[Recorded data]
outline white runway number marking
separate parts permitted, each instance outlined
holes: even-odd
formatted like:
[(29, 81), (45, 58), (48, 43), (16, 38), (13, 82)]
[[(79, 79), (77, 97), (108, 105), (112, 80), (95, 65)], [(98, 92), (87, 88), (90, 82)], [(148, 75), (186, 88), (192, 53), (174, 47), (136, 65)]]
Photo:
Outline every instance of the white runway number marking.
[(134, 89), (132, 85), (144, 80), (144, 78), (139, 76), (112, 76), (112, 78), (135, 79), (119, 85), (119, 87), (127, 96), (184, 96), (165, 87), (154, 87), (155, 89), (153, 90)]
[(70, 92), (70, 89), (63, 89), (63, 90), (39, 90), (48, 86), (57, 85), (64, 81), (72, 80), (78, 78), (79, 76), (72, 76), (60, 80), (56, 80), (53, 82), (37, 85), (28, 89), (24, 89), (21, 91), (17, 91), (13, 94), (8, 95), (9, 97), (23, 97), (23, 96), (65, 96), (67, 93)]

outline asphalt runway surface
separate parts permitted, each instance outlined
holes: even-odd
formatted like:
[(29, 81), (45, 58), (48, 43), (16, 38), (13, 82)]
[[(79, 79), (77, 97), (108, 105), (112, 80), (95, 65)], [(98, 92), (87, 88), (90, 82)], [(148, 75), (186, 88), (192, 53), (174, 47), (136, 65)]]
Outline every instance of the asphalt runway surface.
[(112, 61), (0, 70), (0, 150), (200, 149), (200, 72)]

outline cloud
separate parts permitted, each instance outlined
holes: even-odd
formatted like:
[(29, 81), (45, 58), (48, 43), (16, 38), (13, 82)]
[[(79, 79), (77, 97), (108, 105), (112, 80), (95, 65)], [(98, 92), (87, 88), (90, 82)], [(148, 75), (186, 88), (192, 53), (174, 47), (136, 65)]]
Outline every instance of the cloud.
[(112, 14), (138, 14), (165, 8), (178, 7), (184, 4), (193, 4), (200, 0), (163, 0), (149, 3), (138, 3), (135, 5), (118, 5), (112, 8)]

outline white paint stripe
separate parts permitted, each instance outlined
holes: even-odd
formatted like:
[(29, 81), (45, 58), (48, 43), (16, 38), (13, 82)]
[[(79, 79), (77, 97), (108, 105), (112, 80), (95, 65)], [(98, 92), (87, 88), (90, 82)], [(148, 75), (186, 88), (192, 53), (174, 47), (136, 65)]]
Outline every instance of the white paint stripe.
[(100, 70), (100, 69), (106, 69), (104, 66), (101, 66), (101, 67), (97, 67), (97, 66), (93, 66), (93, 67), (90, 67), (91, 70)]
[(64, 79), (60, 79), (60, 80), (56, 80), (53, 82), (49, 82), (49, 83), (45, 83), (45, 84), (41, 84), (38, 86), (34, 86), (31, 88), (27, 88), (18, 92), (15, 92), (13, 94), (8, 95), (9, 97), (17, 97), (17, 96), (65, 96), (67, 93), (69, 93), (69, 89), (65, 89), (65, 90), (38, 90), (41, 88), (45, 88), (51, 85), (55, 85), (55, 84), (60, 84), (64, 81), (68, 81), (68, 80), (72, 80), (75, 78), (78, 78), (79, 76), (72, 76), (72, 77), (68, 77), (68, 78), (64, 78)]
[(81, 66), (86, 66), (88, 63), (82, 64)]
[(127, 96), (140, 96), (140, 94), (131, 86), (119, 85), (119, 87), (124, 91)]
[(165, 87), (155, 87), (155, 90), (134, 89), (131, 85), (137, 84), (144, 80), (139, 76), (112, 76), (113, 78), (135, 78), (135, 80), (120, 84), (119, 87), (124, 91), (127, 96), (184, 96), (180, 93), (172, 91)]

__Exercise description__
Please copy out all the entries above, switching "separate parts permitted" to "disconnected pieces allowed" wherever it appears and leaving everything else untouched.

__Output__
outline white runway number marking
disconnected pieces allowed, each instance outlined
holes: even-odd
formatted like:
[(29, 81), (45, 58), (48, 43), (16, 38), (13, 82)]
[[(79, 79), (77, 97), (108, 105), (112, 80), (95, 65)], [(98, 92), (87, 88), (90, 82)], [(148, 75), (186, 88), (192, 53), (174, 47), (136, 65)]]
Photo:
Outline every instance of the white runway number marking.
[(134, 89), (132, 85), (144, 80), (144, 78), (139, 76), (112, 76), (112, 78), (135, 79), (119, 85), (119, 87), (127, 96), (184, 96), (165, 87), (154, 87), (155, 89), (153, 90)]
[(70, 92), (70, 89), (63, 89), (63, 90), (39, 90), (48, 86), (57, 85), (64, 81), (72, 80), (78, 78), (79, 76), (72, 76), (60, 80), (56, 80), (53, 82), (37, 85), (28, 89), (24, 89), (21, 91), (17, 91), (13, 94), (8, 95), (9, 97), (23, 97), (23, 96), (65, 96), (67, 93)]

outline asphalt runway surface
disconnected pieces allowed, each instance outlined
holes: even-odd
formatted like:
[(29, 81), (45, 58), (48, 43), (16, 38), (13, 82)]
[[(79, 79), (77, 97), (108, 105), (112, 80), (95, 65)], [(98, 92), (87, 88), (90, 82)], [(148, 75), (186, 88), (192, 53), (174, 47), (136, 65)]]
Outline every instance of the asphalt runway surface.
[(112, 61), (0, 70), (0, 150), (200, 149), (200, 72)]

outline cloud
disconnected pieces allowed, each instance outlined
holes: even-odd
formatted like:
[(29, 81), (45, 58), (48, 43), (16, 38), (13, 82)]
[[(79, 79), (77, 97), (108, 105), (112, 80), (95, 65)], [(98, 92), (87, 88), (90, 82)], [(148, 75), (186, 88), (192, 53), (174, 47), (136, 65)]]
Outline every instance of the cloud.
[(112, 14), (138, 14), (165, 8), (178, 7), (184, 4), (193, 4), (200, 0), (163, 0), (149, 3), (138, 3), (135, 5), (118, 5), (112, 8)]

outline white paint stripe
disconnected pieces allowed, each instance outlined
holes: even-odd
formatted like:
[(29, 81), (45, 58), (48, 43), (16, 38), (13, 82)]
[[(79, 79), (77, 97), (108, 105), (112, 80), (95, 65)], [(98, 92), (87, 88), (90, 82)], [(148, 75), (186, 88), (192, 53), (174, 47), (136, 65)]]
Outline every instance of the white paint stripe.
[(100, 70), (100, 69), (106, 69), (104, 66), (101, 66), (101, 67), (97, 67), (97, 66), (93, 66), (93, 67), (90, 67), (91, 70)]
[(64, 79), (60, 79), (60, 80), (56, 80), (53, 82), (49, 82), (49, 83), (45, 83), (45, 84), (41, 84), (38, 86), (34, 86), (31, 88), (27, 88), (18, 92), (15, 92), (13, 94), (8, 95), (9, 97), (17, 97), (17, 96), (65, 96), (67, 93), (69, 93), (69, 89), (65, 89), (65, 90), (38, 90), (41, 88), (45, 88), (51, 85), (55, 85), (55, 84), (60, 84), (64, 81), (68, 81), (68, 80), (72, 80), (75, 78), (78, 78), (79, 76), (72, 76), (72, 77), (68, 77), (68, 78), (64, 78)]
[(81, 66), (86, 66), (88, 63), (82, 64)]
[(127, 96), (140, 96), (140, 94), (131, 86), (119, 85), (119, 87), (124, 91)]
[(165, 87), (155, 87), (155, 90), (134, 89), (131, 85), (137, 84), (144, 80), (139, 76), (112, 76), (113, 78), (135, 78), (135, 80), (120, 84), (119, 87), (124, 91), (127, 96), (184, 96), (180, 93), (172, 91)]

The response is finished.